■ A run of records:
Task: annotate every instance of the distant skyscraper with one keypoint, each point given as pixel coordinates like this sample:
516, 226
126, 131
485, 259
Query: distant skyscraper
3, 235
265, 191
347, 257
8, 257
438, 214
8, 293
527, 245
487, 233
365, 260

■ SHORT PROBLEM:
Rewrite every line of the listing above as a numbered list, omitting any blank lines.

■ OUTPUT OF THE EXERCISE:
1. Task: annotate every instance of the distant skyscraper with one keypoint, each point given as pixel coordinates like this sample:
2. 516, 226
3. 126, 131
4. 485, 259
5. Query: distant skyscraper
6. 3, 235
7. 265, 191
8. 347, 257
9. 8, 257
10. 438, 214
11. 8, 293
12. 527, 245
13. 487, 233
14. 365, 260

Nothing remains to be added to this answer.